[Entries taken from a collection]
════════

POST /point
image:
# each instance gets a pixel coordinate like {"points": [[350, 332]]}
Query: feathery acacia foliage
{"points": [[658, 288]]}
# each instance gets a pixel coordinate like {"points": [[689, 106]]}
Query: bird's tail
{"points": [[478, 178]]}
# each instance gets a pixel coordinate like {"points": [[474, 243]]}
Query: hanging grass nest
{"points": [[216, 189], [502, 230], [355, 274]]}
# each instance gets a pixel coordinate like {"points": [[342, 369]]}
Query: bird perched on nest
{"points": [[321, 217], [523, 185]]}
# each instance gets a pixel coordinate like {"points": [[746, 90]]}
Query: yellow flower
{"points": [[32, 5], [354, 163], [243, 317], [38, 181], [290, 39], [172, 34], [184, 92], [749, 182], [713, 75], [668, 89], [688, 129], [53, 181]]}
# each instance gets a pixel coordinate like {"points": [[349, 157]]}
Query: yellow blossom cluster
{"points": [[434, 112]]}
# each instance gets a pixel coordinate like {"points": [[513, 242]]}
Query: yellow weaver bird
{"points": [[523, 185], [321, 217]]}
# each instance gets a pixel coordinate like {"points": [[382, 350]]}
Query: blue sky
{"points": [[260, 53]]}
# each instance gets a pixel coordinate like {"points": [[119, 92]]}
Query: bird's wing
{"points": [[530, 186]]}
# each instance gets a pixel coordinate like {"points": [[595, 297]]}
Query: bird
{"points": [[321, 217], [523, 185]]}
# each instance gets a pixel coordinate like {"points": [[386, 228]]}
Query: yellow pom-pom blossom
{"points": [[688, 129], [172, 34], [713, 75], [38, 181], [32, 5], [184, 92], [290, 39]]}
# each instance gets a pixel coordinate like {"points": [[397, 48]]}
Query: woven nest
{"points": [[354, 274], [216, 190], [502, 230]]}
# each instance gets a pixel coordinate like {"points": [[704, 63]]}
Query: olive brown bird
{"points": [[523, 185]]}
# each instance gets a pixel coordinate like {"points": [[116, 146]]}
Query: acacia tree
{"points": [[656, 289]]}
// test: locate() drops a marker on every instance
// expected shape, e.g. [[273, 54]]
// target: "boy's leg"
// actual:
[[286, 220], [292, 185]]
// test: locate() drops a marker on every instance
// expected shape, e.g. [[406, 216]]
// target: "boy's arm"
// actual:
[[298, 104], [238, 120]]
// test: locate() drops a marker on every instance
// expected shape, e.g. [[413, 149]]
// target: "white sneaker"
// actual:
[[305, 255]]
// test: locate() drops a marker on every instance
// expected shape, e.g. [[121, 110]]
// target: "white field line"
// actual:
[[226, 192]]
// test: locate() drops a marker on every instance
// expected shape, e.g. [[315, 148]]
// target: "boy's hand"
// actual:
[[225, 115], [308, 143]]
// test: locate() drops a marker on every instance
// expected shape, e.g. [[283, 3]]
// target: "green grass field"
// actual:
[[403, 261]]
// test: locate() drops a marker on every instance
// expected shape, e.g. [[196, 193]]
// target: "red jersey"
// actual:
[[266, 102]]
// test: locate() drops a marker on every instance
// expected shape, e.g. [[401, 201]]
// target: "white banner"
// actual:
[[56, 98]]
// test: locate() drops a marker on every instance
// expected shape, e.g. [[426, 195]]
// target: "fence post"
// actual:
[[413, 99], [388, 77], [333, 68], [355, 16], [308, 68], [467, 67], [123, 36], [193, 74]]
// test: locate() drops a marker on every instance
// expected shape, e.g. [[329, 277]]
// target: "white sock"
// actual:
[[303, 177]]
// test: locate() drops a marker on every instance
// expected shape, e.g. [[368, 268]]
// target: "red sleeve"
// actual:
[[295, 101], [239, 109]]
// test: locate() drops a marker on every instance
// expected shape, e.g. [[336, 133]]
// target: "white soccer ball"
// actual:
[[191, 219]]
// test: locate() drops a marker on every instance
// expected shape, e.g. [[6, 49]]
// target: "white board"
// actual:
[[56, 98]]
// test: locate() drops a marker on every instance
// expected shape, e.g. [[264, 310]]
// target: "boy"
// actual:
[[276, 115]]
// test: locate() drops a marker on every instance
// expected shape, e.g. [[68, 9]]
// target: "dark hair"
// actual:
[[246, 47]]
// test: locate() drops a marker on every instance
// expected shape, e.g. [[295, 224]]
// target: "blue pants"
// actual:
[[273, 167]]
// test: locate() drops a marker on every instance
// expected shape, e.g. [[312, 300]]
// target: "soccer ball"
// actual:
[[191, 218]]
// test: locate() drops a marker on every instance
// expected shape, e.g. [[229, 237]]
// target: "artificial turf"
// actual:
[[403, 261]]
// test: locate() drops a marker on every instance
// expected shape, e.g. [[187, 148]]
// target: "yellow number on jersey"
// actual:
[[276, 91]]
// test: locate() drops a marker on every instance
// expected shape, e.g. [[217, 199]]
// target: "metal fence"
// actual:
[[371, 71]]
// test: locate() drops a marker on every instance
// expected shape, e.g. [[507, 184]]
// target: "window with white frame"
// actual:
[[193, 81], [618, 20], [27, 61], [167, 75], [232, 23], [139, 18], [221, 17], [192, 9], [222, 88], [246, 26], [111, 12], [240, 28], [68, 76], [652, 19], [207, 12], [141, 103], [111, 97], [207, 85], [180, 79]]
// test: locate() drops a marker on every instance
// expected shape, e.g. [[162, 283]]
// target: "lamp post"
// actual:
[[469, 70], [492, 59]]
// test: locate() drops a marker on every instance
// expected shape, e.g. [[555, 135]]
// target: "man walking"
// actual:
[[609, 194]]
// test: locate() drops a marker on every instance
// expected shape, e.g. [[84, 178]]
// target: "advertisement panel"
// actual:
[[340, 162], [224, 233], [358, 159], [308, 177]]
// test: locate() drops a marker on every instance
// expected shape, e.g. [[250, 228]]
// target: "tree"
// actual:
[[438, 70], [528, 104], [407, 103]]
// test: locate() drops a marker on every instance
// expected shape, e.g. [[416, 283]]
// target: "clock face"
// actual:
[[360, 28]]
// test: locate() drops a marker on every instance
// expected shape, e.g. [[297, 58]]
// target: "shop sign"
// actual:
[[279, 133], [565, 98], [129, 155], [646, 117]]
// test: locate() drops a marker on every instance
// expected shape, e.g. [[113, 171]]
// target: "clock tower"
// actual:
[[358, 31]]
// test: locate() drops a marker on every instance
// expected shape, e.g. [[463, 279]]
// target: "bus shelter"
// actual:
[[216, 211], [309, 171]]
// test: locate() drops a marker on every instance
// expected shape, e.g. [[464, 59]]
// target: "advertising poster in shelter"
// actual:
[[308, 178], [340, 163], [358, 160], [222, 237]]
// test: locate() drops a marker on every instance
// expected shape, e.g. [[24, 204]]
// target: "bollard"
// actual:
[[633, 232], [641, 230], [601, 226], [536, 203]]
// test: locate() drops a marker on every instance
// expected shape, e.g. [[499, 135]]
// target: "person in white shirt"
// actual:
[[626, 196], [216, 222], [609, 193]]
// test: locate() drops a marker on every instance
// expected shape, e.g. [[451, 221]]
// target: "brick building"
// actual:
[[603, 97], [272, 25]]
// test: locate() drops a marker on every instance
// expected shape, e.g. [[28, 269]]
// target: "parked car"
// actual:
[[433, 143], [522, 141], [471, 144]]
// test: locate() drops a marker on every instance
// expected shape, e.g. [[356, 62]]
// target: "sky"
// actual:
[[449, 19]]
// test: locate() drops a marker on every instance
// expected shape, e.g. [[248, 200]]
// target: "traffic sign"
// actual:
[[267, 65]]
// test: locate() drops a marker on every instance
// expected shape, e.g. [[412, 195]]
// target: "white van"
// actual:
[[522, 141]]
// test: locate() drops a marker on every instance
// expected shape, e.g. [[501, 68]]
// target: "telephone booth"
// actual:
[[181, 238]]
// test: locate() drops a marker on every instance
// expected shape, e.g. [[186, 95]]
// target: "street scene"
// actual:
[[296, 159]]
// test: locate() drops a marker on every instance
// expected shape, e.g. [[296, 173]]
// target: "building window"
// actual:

════════

If the string "window" is in a line of the entries, pick that line out.

// target: "window with white frame"
// target: "building window"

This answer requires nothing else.